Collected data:
━━━━━━━━━━
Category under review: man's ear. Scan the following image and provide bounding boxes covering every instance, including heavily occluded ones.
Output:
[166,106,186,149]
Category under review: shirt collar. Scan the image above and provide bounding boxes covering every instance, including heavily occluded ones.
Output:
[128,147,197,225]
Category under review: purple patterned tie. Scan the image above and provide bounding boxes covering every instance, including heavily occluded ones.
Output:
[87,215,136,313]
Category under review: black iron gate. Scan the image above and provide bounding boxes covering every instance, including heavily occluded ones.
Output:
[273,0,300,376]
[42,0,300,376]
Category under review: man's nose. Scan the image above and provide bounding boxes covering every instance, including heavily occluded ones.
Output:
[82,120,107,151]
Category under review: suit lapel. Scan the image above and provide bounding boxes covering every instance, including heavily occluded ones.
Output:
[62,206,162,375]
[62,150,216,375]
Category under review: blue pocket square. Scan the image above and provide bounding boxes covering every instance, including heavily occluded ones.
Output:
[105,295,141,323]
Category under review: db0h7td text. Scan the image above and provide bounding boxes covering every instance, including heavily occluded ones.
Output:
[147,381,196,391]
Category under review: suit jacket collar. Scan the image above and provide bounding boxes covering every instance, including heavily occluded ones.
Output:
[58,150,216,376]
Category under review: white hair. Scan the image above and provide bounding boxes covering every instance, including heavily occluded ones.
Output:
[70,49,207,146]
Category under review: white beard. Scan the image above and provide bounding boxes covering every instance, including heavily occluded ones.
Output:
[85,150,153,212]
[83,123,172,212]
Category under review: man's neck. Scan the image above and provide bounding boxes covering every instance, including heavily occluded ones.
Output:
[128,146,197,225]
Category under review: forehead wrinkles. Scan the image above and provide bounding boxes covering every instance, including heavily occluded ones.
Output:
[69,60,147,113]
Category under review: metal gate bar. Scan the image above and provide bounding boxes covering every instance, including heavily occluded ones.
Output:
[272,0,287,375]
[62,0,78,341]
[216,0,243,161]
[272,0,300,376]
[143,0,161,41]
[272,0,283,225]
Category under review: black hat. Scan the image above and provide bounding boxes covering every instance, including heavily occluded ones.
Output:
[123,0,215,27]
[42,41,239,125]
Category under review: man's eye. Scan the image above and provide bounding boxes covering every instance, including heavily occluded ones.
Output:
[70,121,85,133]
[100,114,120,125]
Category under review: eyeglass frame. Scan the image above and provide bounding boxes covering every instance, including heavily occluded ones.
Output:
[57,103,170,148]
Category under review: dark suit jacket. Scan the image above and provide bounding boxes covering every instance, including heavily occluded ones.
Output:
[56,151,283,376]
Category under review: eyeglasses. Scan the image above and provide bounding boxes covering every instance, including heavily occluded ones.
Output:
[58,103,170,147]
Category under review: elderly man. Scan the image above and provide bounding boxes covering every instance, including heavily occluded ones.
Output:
━━━━━━━━━━
Each of the records is to be written out again exactly.

Category under review: man's ear. Scan the following image and provide bounding boxes covering every instance, including heavily occluded ones.
Output:
[166,106,186,149]
Category under review: shirt collar. Scan the image above and provide bounding boxes covering every instance, including heavily occluded ones.
Output:
[128,147,197,225]
Category under review: purple patterned tie. Scan the image above and provide bounding boxes covering every instance, including heavily occluded ones.
Output:
[87,215,136,313]
Category under review: black iron gate. Scan the image above and provide bounding boxes covering every instance, including heavily occluded ones.
Output:
[273,0,300,376]
[42,0,300,376]
Category under review: man's nose. Scan the image above and provide bounding boxes covering every instance, including heavily occluded ones.
Output:
[82,120,107,151]
Category under review: suit lapel. Scan the image above and provide bounding boxes covering every instance, including heavily occluded ones.
Output:
[62,206,162,375]
[62,150,216,375]
Category under review: blue pocket square. Scan the image above and provide bounding boxes covering every instance, including heavily occluded ones.
Output:
[105,295,141,323]
Category under review: db0h7td text. Scan the image above and provide bounding boxes covering every instance, including heavily occluded ones.
Output:
[147,381,196,391]
Category under review: suit jacket collar. Scan the image above and provide bounding boxes covering every instance, including heavily occluded ones.
Output:
[58,150,216,376]
Category under review: white hair. Scan the image above and provide bounding boxes covering every instance, including heavily occluded ones.
Output:
[70,49,207,146]
Category under review: white beard. Scan the image above and provide bounding boxes covering every instance, including heavily occluded ones.
Output:
[85,150,153,212]
[83,123,172,212]
Category under review: man's neck. Scan the image above and provide bounding boxes covering every instance, including heavily occluded ones.
Output:
[128,146,197,225]
Category under review: forehead wrinkles. Scan the image above and provide bounding boxes covering every instance, including heavily occluded ones.
Output:
[69,60,147,113]
Category under review: metal gate bar. Scan the image above and provide bounding boxes covering every instance, including heavily occluded ones.
Output:
[272,0,287,375]
[62,0,78,341]
[216,0,243,161]
[272,0,300,376]
[143,0,161,41]
[272,0,283,225]
Category under review: black hat. Scan the image above and provide bounding boxes covering every instance, including heavily occluded ones.
Output:
[123,0,215,27]
[42,41,239,125]
Category under review: man's eye. Scan the image above and provide bounding boxes covering every instance, including heavily occluded ones.
Output:
[70,121,85,133]
[100,114,120,125]
Category under review: eyeglass frame. Scan the image above and provide bounding boxes covering every instance, including heavily occluded ones.
Output:
[57,103,170,148]
Category under review: dark suit jacket. Scan the image above and provide bounding boxes covering every instance, including heavily occluded ones.
Output:
[56,151,283,376]
Category under review: eyeglasses. Scan the image above and provide bounding boxes covering every instance, including heavily occluded ones.
Output:
[58,103,170,147]
Category under review: elderly man. Scan the image above and provide bounding boxes covering every instance, including heavily occluded ones.
Output:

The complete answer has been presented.